- [ОТРЫВОК ДОКУМЕНТА]
■ ■ ■ ■

Греки слушали, удивлялись и не понимали.
‘Да взгляните же на лук, когда с него пускают стрелу: стрела летит тем лучше, тем дальше, чем лук туже натянут. Но что делает стрелок, натягивая лук? Тетиву он притягивает со всею силою к себе, сюда, и в то же самое время другою рукою отводит от себя, туда, в противоположную сторону, самый лук, его древко. Из этих двух противоположных натягиваний и образуется полет стрелы. Все в мире устроено по подобию натягиваемого лука. Врожденно все вещи стремятся в разные стороны. Если мы не скажем, что это — Бог, то скажем, что это — природа. Но спокойнее и правильнее сказать, что и Бог, и природа вложили в мир стремления по противоположным направлениям: и весь мир только и живет настолько, насколько в нем нет слитности, униформости, единства…
Успокоились бы вещи, примирились, — и улеглись бы рядом все для вечного сна, для могилы. Мир умер бы.
А теперь он есть трепетание, жизнь, цвет.
Но имейте же мужество выговорить, что этот цвет вырастает из вражды. И что где нет ссоры, — нет и жизни’.
Греки не понимали его. Счастливые, ясные эллины, без ‘каверз’ мысли. Гераклит создал ‘каверзную мысль’, — одну из того порядка мышления, который очень привычен нам теперь, — после Байрона, Лермонтова, после экономических законов и мальтузианства, после Дарвина, — и который весь мы именуем за его темный мучительный оттенок ‘демоническим’. До Христа, в ясном и спокойном язычестве, где воевали так наивно, кушали так наивно, танцовали так наивно, — вовсе не появлялось этих мыслей ‘с экивоками’, как-то странно загнутых и искривленных, с жалом, с ядом в себе… Теперь мы их узнали, и я украдкой позволяю себе думать, что Гераклит оттого не был понятен в Греции, что он гораздо раньше Сократа, которого именуют ‘христианином до христианства’, — был тоже ‘христианским мыслителем’.

■ ■ ■ ■

- [ПИСЬМЕННОЕ ЗАДАНИЕ 1] Приведите заново часть фрагмента о Гераклите: начните со слов «Греки слушали, удивлялись» и закончите словами «Мир умер бы.».

■ ■ ■ ■

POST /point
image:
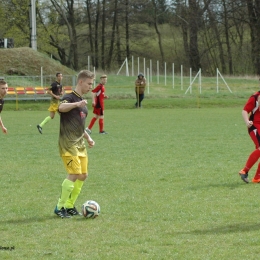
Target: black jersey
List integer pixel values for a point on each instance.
(72, 125)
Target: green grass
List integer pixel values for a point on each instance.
(166, 181)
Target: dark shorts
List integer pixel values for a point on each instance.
(98, 111)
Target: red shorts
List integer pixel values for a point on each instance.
(98, 111)
(254, 132)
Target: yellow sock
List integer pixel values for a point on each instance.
(45, 121)
(67, 188)
(74, 194)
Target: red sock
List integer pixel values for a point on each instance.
(101, 124)
(252, 159)
(257, 174)
(92, 122)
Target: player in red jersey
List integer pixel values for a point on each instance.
(3, 92)
(251, 116)
(98, 96)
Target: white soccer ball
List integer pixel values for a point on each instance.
(90, 209)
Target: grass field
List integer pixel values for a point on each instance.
(166, 181)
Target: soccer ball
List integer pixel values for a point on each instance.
(90, 209)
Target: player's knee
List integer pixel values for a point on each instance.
(83, 176)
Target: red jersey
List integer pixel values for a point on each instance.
(100, 96)
(252, 108)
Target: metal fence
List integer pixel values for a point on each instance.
(38, 81)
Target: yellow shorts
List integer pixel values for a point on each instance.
(75, 164)
(53, 107)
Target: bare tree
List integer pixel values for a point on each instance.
(67, 14)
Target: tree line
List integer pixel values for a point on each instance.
(198, 34)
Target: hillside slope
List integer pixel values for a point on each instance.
(28, 62)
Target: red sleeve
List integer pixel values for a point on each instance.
(250, 104)
(96, 89)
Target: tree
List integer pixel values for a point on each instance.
(254, 23)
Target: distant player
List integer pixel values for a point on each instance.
(98, 96)
(56, 92)
(3, 92)
(251, 116)
(140, 84)
(73, 113)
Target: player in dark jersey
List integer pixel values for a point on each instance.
(73, 113)
(56, 92)
(98, 96)
(3, 92)
(251, 116)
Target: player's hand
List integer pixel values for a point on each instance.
(91, 143)
(249, 124)
(82, 103)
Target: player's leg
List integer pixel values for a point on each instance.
(72, 165)
(253, 157)
(93, 120)
(70, 203)
(137, 98)
(141, 97)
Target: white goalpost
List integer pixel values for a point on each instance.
(127, 69)
(191, 82)
(219, 74)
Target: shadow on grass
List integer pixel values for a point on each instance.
(233, 228)
(218, 185)
(26, 220)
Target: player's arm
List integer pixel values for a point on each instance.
(90, 141)
(65, 106)
(2, 126)
(93, 96)
(246, 119)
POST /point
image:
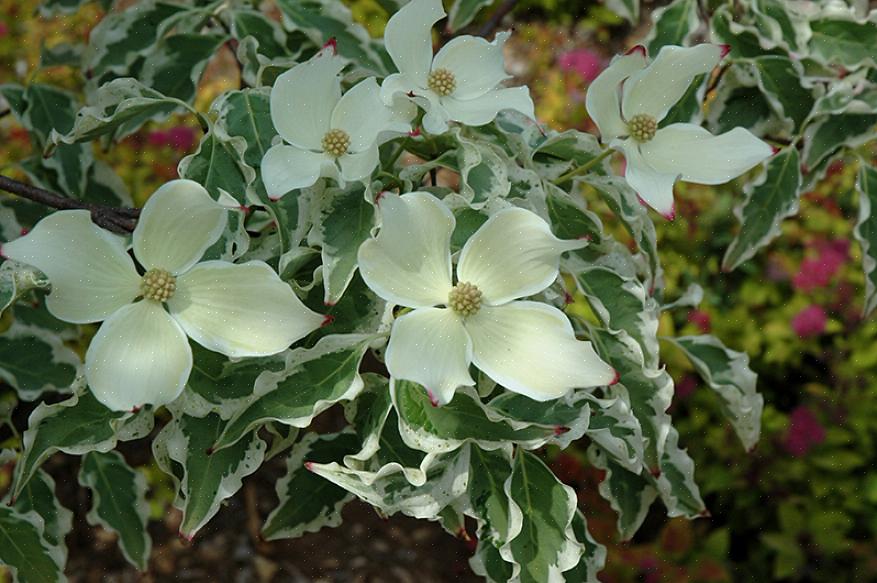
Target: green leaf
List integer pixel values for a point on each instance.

■ ■ ■ ■

- [ПИСЬМЕННОЕ ЗАДАНИЕ 2] Перепишите слово в слово записи, начиная со строки, в которой есть «Target: player's hand», и до самого конца записей включительно. Изображения в ответ не включайте.

- [РЕШЕНИЕ ЗАДАЧИ 1]
Греки слушали, удивлялись и не понимали.
‘Да взгляните же на лук, когда с него пускают стрелу: стрела летит тем лучше, тем дальше, чем лук туже натянут. Но что делает стрелок, натягивая лук? Тетиву он притягивает со всею силою к себе, сюда, и в то же самое время другою рукою отводит от себя, туда, в противоположную сторону, самый лук, его древко. Из этих двух противоположных натягиваний и образуется полет стрелы. Все в мире устроено по подобию натягиваемого лука. Врожденно все вещи стремятся в разные стороны. Если мы не скажем, что это — Бог, то скажем, что это — природа. Но спокойнее и правильнее сказать, что и Бог, и природа вложили в мир стремления по противоположным направлениям: и весь мир только и живет настолько, насколько в нем нет слитности, униформости, единства…
Успокоились бы вещи, примирились, — и улеглись бы рядом все для вечного сна, для могилы. Мир умер бы.

- [РЕШЕНИЕ ЗАДАЧИ 2]
Target: player's hand
List integer pixel values for a point on each instance.
(91, 143)
(249, 124)
(82, 103)
Target: player's leg
List integer pixel values for a point on each instance.
(72, 165)
(253, 157)
(93, 120)
(70, 203)
(137, 98)
(141, 97)
Target: white goalpost
List integer pixel values for a point on each instance.
(127, 69)
(191, 82)
(219, 74)
Target: shadow on grass
List integer pixel values for a point on each instance.
(233, 228)
(218, 185)
(26, 220)
Target: player's arm
List integer pixel values for a point on each instance.
(90, 141)
(65, 106)
(2, 126)
(93, 96)
(246, 119)
POST /point
image:
Target: green leaf
List integer pixel values for a point on each instance.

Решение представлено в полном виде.